> **RECORDS FOR THIS TASK**
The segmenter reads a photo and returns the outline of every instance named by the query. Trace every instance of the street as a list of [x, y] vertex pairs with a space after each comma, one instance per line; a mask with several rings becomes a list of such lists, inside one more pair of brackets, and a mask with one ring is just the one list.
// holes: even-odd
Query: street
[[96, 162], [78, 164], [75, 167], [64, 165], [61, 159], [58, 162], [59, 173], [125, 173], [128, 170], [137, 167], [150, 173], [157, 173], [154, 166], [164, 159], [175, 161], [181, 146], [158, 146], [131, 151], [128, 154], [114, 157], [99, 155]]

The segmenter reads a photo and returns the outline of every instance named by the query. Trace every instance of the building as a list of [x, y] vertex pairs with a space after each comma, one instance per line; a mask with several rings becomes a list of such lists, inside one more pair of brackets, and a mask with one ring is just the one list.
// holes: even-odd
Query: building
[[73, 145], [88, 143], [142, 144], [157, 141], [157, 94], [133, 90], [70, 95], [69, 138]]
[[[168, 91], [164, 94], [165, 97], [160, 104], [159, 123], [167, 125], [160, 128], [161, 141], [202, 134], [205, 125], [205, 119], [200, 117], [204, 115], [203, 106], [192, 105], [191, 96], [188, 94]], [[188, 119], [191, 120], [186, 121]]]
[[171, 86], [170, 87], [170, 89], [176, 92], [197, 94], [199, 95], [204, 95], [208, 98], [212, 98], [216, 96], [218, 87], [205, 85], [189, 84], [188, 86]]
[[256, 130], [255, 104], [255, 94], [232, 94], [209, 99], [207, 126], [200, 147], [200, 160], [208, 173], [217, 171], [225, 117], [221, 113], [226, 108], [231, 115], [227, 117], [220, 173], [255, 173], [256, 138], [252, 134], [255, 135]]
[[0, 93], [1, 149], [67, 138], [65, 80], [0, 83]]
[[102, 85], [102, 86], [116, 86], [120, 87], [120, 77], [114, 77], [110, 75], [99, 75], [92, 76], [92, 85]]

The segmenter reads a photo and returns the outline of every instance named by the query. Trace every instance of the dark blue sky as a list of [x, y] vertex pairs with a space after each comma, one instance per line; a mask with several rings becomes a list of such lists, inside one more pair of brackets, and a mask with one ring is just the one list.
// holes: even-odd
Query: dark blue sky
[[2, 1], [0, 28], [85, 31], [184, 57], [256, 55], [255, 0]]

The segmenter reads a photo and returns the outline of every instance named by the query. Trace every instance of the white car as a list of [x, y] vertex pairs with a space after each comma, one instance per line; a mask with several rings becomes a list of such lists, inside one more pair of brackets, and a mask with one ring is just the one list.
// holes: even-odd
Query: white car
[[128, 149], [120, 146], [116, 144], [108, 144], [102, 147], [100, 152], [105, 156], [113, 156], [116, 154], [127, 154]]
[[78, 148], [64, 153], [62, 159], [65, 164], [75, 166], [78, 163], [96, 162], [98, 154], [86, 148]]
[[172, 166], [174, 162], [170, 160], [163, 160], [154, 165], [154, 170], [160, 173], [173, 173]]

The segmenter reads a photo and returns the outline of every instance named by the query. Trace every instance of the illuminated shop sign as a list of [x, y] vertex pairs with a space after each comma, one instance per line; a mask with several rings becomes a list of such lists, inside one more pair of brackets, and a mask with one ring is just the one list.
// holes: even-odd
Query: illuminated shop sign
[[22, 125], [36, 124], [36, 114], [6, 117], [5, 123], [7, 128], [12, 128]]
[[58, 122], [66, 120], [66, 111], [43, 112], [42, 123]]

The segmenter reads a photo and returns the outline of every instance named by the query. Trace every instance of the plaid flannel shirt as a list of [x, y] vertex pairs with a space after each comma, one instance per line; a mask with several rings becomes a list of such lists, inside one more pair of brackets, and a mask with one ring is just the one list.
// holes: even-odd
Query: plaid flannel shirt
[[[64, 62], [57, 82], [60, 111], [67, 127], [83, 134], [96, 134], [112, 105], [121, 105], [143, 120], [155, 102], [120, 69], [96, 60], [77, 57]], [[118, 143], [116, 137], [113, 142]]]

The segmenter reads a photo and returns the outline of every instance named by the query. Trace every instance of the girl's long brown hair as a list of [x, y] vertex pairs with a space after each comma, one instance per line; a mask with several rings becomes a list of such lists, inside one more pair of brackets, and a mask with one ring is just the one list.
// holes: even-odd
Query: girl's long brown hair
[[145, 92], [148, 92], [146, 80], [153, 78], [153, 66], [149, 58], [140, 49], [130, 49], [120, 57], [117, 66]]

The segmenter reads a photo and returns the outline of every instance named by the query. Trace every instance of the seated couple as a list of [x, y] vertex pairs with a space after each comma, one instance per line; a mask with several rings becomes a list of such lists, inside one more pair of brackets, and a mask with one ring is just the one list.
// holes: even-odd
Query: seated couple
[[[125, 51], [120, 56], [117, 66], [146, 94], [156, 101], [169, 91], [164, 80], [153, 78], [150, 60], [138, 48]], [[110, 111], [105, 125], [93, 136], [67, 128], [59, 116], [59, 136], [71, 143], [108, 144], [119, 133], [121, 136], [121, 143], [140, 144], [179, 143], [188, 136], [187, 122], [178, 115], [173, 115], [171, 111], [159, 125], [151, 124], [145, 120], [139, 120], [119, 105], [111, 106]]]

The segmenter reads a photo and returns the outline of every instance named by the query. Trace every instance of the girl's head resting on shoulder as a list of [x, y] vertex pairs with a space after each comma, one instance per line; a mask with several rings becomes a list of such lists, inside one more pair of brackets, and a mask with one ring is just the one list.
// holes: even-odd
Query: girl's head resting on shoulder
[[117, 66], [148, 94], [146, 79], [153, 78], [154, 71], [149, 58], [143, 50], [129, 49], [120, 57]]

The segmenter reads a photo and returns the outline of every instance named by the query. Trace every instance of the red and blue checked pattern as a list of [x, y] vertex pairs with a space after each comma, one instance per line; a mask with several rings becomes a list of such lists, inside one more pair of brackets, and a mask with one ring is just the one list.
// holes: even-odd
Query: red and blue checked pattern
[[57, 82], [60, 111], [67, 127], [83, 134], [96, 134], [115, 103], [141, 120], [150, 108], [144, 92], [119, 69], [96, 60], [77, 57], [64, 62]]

> **YOUR INSTRUCTIONS**
Can you reproduce all of the material above line for line, changing no character?

> **FINISHED ANSWER**
The segmenter reads a photo and returns the outline of every instance named by the query. Trace every instance of the street as a list of [x, y] vertex pairs with a space after each comma, one instance per line; a mask with several rings becomes a list of such lists, inside one more pair of brackets, and a mask with one ring is just the one list.
// holes: even-odd
Query: street
[[96, 162], [78, 164], [75, 167], [64, 165], [61, 159], [58, 162], [59, 173], [125, 173], [128, 170], [137, 167], [150, 173], [157, 173], [154, 166], [164, 159], [175, 161], [181, 146], [158, 146], [131, 151], [128, 154], [114, 157], [99, 155]]

The segmenter reads a photo and returns the outline of every instance named by the query. Trace every instance of the building as a list of [x, y] vertex pairs with a space after each comma, one instance per line; a mask with several rings becomes a list of such lists, inside one more pair of brackets, and a mask with one ring is just the one list.
// holes: even-odd
Query: building
[[73, 145], [88, 143], [142, 144], [157, 141], [157, 94], [133, 90], [70, 95], [69, 138]]
[[[168, 91], [164, 94], [165, 97], [160, 104], [159, 123], [167, 125], [160, 128], [161, 141], [202, 134], [205, 125], [205, 119], [200, 117], [204, 115], [203, 106], [192, 105], [191, 96], [188, 94]], [[188, 119], [191, 120], [186, 121]]]
[[171, 86], [170, 87], [170, 89], [176, 92], [197, 94], [199, 95], [204, 95], [208, 98], [212, 98], [216, 96], [218, 87], [205, 85], [189, 84], [188, 86]]
[[256, 130], [255, 104], [255, 94], [232, 94], [209, 99], [207, 126], [200, 147], [200, 160], [208, 173], [217, 171], [225, 117], [221, 113], [226, 108], [231, 115], [227, 117], [220, 173], [255, 173], [256, 138], [252, 134], [255, 135]]
[[0, 93], [1, 149], [67, 138], [65, 80], [0, 83]]
[[102, 85], [102, 86], [116, 86], [120, 87], [120, 77], [114, 77], [110, 75], [99, 75], [92, 76], [92, 85]]

The segmenter reads a photo and returns the outline of every instance named by the query. Trace every instance of the dark blue sky as a list of [x, y] vertex pairs with a space after each comma, one instance per line; a mask with several rings becomes a list of such lists, inside one more pair of brackets, and a mask with one ring is just the one list.
// holes: even-odd
Query: dark blue sky
[[2, 1], [0, 28], [85, 31], [184, 57], [256, 55], [255, 0]]

The segmenter reads a photo and returns the outline of every instance named by the query. Trace every instance of the white car as a list of [x, y] vertex pairs with a space after each comma, one instance per line; a mask with several rings becomes a list of such lists, inside one more pair of brackets, and a mask with one ring is just the one list.
// holes: even-odd
Query: white car
[[128, 149], [120, 146], [116, 144], [108, 144], [102, 147], [100, 152], [105, 156], [113, 156], [116, 154], [127, 154]]
[[78, 148], [64, 153], [62, 159], [65, 164], [75, 166], [78, 163], [96, 162], [98, 154], [86, 148]]
[[172, 166], [174, 162], [170, 160], [163, 160], [154, 165], [154, 170], [160, 173], [173, 173]]

The segmenter reads a photo and returns the outline of every instance named by the query. Trace every instance of the illuminated shop sign as a list of [x, y] vertex pairs with a space after each comma, one instance per line; a mask with several rings becomes a list of such lists, inside one more pair of brackets, and a mask with one ring is just the one list.
// holes: even-odd
Query: illuminated shop sign
[[22, 125], [36, 124], [36, 114], [6, 117], [5, 123], [7, 128], [12, 128]]
[[58, 122], [66, 120], [66, 111], [43, 112], [42, 123]]

The segmenter reads a photo and returns the outline of every instance named by the query. Trace every instance of the plaid flannel shirt as a list of [x, y] vertex pairs with a space after each comma, one instance per line; a mask with several rings becomes a list of such lists, inside one more pair of brackets, and a mask with one ring is just the one list.
// holes: even-odd
Query: plaid flannel shirt
[[[64, 62], [57, 82], [60, 111], [67, 127], [83, 134], [96, 134], [112, 105], [121, 105], [143, 120], [155, 102], [120, 69], [96, 60], [77, 57]], [[118, 143], [116, 137], [113, 142]]]

The segmenter reads a photo and returns the outline of every instance named by the query. Trace every instance of the girl's long brown hair as a list of [x, y] vertex pairs with a space after each comma, one instance per line; a mask with several rings becomes a list of such lists, inside one more pair of brackets, and a mask with one ring is just the one list.
// holes: even-odd
Query: girl's long brown hair
[[145, 92], [148, 92], [146, 80], [153, 78], [153, 66], [149, 58], [140, 49], [130, 49], [120, 57], [117, 66]]

The segmenter reads a photo and returns the outline of every instance named by the query. Trace every instance of the seated couple as a list of [x, y] vertex pairs with a space after each comma, one instance per line; a mask with several rings becomes a list of such lists, inside one more pair of brackets, and a mask with one ring is just the one list.
// holes: even-odd
Query: seated couple
[[[125, 51], [120, 56], [117, 66], [146, 94], [156, 101], [169, 91], [164, 80], [153, 78], [150, 60], [138, 48]], [[110, 111], [105, 125], [93, 136], [67, 128], [59, 116], [59, 136], [71, 143], [108, 144], [119, 133], [121, 136], [121, 143], [140, 144], [179, 143], [188, 136], [187, 122], [178, 115], [173, 115], [171, 111], [159, 125], [151, 124], [145, 120], [139, 120], [119, 105], [111, 106]]]

The segmenter reads a photo and returns the outline of every instance named by the query. Trace every instance of the girl's head resting on shoulder as a list of [x, y] vertex pairs with a space after each comma, one instance per line; a mask with several rings becomes a list of such lists, inside one more pair of brackets, and a mask with one ring is just the one list.
// holes: even-odd
Query: girl's head resting on shoulder
[[117, 66], [148, 94], [146, 79], [153, 78], [154, 71], [149, 58], [143, 50], [129, 49], [120, 57]]

The segmenter reads a photo and returns the outline of every instance named by the query. Trace every instance of the red and blue checked pattern as a list of [x, y] vertex pairs with a space after each comma, one instance per line; a mask with several rings becomes a list of such lists, inside one more pair of brackets, and a mask with one ring is just the one list.
// holes: even-odd
Query: red and blue checked pattern
[[57, 82], [60, 111], [67, 127], [83, 134], [96, 134], [115, 103], [141, 120], [150, 108], [144, 92], [119, 69], [96, 60], [77, 57], [64, 62]]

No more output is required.